* **Parts of the exercise**
- a) From the passage on Article 625 claims, copy the stretch from "By contrast, ordinary" through "not affect them." word for word.
- b) In the passage on Article 625 claims, how long after martial law ends does the borrower's exemption under the credit moratorium last?

* **Passage shown**

##############################

Credit and loan relationships are treated differently. Since 24 February 2022, a special moratorium has been in force: the borrower is exempt from liability under Article 625 of the Civil Code, as well as from penalties and fines for the duration of martial law and 30 days after it ends.


This means that inflation losses and 3% annual interest cannot be accrued for any period after 24 February 2022. However, amounts accumulated before this date are not cancelled and may still be recovered, subject to the extended limitation periods.


By contrast, ordinary commercial contracts—supply, services, lease, construction, agency, etc.—are not subject to any moratorium. Article 625 continues to apply in full to these obligations.


Why Sector-Specific Moratoriums Do Not Protect the Debtor

Certain economic sectors, such as energy, saw regulatory moratoriums on penalties. But the courts draw a strict line between penalties and compensatory payments. Since 3% annual interest and inflation losses are not penalties, sectoral moratoriums do not affect them.


The Northern Commercial Court of Appeal, in a decision of 4 September 2023, expressly stated that limitations imposed by the energy regulator (NEURC/NKREKP) do not restrict the creditor’s right to recover compensation under Article 625. Thus, even where penalties are suspended, compensation for inflation and delayed payment remains fully recoverable.

##############################

* **Extracted information**
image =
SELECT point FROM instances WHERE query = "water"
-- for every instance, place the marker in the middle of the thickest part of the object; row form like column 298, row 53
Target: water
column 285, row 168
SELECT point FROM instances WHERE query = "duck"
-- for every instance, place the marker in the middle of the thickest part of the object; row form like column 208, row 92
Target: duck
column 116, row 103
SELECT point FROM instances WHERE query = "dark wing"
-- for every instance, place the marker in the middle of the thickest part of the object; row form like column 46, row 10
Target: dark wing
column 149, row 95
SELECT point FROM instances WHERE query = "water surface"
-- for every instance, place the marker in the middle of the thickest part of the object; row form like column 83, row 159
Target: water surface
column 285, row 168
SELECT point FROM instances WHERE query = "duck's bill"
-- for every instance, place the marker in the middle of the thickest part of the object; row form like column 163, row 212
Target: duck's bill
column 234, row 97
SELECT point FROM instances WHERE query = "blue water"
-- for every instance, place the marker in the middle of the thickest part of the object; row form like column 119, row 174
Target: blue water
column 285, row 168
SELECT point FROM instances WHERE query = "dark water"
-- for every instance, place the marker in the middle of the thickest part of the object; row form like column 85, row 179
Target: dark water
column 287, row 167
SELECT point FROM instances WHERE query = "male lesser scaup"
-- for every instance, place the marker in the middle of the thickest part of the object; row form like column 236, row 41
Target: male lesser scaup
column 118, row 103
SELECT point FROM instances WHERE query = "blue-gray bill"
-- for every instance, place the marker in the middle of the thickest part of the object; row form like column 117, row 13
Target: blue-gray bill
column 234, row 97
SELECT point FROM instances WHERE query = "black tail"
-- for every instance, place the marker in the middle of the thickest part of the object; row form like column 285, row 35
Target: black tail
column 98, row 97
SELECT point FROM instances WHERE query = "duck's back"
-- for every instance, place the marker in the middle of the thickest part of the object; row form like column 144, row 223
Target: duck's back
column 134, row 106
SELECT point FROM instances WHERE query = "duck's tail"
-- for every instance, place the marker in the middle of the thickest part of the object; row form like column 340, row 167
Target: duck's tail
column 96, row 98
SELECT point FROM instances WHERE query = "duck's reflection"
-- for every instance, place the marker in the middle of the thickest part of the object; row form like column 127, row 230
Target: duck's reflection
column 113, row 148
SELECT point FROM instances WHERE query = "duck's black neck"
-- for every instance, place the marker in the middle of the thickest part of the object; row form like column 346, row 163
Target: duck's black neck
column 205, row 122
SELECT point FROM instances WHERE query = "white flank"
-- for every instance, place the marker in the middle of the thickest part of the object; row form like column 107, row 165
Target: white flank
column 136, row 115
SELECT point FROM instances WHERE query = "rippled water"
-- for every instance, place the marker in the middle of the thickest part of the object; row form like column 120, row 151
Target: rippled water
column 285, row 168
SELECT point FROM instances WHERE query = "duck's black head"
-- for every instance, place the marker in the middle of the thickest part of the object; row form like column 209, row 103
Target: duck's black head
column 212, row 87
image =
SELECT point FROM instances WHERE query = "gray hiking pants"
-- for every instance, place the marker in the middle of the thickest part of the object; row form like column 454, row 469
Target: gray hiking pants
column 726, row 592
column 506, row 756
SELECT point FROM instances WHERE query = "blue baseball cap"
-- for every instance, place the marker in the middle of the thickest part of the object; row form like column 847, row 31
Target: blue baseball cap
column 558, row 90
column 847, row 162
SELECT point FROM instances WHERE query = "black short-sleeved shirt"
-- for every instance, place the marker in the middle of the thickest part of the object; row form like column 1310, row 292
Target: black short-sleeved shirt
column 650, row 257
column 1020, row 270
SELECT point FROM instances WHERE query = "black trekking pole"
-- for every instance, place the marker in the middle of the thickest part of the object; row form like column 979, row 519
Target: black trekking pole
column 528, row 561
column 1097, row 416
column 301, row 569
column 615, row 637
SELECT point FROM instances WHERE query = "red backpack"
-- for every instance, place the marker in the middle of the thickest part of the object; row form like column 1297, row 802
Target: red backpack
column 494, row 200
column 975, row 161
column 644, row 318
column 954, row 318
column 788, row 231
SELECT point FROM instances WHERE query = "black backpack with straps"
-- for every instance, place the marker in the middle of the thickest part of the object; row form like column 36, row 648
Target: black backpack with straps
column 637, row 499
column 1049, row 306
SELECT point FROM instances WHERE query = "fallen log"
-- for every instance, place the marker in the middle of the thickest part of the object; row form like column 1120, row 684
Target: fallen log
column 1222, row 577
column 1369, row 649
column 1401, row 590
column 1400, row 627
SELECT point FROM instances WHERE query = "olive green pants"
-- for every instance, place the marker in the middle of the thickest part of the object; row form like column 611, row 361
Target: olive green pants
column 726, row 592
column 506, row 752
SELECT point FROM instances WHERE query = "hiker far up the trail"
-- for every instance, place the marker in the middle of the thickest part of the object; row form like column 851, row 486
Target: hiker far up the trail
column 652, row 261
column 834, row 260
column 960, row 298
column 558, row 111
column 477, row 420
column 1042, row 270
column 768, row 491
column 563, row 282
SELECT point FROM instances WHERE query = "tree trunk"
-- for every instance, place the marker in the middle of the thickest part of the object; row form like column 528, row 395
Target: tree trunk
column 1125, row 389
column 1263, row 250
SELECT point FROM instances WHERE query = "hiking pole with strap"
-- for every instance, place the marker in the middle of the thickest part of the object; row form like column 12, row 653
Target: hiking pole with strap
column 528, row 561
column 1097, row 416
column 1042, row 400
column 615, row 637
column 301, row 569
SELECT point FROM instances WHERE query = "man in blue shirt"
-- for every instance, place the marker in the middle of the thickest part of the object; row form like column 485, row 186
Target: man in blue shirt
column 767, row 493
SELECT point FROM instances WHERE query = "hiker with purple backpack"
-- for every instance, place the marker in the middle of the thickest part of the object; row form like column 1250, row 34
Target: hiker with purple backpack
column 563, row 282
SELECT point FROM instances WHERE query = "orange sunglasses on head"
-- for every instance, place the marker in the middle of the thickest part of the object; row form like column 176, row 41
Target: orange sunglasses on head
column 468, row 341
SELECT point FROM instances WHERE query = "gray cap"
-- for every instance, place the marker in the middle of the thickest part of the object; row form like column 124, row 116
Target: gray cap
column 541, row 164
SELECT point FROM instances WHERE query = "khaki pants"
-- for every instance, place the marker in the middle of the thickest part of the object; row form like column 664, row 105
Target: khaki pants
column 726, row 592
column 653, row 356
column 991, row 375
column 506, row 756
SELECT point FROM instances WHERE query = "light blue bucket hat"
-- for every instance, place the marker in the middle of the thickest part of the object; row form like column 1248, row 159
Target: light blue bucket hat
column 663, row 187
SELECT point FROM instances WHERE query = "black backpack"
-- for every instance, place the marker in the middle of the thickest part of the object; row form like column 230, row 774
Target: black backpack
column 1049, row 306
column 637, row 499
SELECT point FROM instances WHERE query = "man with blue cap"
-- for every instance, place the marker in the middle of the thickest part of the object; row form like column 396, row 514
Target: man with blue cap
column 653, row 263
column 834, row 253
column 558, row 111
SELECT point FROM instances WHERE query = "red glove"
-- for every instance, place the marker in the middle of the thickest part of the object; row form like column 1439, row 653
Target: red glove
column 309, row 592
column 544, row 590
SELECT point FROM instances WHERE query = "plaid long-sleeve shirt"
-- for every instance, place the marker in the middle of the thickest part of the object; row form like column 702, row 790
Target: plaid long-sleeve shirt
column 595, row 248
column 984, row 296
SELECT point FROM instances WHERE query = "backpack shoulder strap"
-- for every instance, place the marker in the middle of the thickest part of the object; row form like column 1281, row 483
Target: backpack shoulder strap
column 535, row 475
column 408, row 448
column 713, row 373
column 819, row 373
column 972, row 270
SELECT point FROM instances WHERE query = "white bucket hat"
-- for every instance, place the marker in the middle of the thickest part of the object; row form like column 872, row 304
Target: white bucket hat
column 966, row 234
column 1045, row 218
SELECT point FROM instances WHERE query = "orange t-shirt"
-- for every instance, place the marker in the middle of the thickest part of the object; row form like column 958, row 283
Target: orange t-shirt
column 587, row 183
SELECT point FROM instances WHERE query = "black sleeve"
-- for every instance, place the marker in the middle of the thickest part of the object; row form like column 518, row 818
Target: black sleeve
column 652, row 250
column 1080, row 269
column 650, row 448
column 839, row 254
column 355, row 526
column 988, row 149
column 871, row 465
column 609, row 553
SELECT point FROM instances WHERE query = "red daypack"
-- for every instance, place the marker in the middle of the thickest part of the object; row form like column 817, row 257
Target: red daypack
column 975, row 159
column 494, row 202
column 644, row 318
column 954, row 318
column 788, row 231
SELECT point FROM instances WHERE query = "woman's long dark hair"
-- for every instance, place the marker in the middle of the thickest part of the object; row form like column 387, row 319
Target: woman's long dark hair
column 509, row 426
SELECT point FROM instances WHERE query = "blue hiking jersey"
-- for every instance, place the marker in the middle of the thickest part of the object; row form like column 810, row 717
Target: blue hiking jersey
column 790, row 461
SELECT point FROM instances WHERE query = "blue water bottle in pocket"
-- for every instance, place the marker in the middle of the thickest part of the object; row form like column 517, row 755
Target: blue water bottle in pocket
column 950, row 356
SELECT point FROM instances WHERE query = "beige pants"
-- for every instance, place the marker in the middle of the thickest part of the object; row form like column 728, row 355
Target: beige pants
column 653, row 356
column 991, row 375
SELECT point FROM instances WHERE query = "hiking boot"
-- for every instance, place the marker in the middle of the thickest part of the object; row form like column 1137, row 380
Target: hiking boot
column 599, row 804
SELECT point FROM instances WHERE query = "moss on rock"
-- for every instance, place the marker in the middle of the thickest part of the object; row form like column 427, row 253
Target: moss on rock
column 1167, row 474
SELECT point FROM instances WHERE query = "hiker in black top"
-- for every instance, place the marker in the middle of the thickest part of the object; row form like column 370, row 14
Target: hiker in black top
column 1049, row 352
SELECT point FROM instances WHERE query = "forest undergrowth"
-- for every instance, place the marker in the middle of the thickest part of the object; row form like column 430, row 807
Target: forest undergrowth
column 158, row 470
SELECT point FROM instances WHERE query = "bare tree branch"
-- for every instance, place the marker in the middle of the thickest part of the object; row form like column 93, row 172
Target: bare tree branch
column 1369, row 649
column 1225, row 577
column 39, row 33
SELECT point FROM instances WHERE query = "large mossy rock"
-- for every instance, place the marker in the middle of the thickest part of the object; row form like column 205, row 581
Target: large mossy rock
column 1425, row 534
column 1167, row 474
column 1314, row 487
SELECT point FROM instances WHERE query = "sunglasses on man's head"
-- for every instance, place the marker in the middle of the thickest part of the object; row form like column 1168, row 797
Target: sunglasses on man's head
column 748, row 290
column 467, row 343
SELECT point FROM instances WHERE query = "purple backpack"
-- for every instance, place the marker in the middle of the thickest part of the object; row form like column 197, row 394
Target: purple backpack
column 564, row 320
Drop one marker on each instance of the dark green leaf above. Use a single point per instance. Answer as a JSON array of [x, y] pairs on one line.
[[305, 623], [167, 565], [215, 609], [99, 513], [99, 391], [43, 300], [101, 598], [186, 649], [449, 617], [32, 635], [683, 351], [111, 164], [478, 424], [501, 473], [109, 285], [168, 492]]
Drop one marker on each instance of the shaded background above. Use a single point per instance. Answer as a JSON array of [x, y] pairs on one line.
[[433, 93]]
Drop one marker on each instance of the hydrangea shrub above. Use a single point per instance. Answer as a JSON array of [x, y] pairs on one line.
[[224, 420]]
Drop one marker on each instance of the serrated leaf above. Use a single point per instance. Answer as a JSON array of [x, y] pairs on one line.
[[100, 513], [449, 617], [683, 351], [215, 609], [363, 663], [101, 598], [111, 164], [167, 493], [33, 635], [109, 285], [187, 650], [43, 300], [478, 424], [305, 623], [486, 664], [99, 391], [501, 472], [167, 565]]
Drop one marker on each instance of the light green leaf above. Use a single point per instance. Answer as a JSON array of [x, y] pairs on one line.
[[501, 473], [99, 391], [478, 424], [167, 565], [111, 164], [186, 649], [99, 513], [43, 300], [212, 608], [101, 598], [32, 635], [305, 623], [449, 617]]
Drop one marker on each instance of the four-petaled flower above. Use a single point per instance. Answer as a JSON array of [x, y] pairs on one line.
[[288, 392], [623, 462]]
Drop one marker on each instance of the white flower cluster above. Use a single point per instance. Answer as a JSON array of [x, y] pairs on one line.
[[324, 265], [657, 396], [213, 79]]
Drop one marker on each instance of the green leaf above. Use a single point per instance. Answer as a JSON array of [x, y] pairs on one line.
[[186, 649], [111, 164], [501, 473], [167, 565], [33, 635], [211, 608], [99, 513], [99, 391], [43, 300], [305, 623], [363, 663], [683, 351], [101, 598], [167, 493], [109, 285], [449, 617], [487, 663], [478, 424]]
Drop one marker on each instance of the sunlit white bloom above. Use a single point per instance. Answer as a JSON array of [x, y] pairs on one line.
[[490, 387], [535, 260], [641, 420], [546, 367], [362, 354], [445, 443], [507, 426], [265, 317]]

##############################

* **Answers by task**
- a)
By contrast, ordinary commercial contracts—supply, services, lease, construction, agency, etc.—are not subject to any moratorium. Article 625 continues to apply in full to these obligations.


Why Sector-Specific Moratoriums Do Not Protect the Debtor

Certain economic sectors, such as energy, saw regulatory moratoriums on penalties. But the courts draw a strict line between penalties and compensatory payments. Since 3% annual interest and inflation losses are not penalties, sectoral moratoriums do not affect them.

- b) 30 days.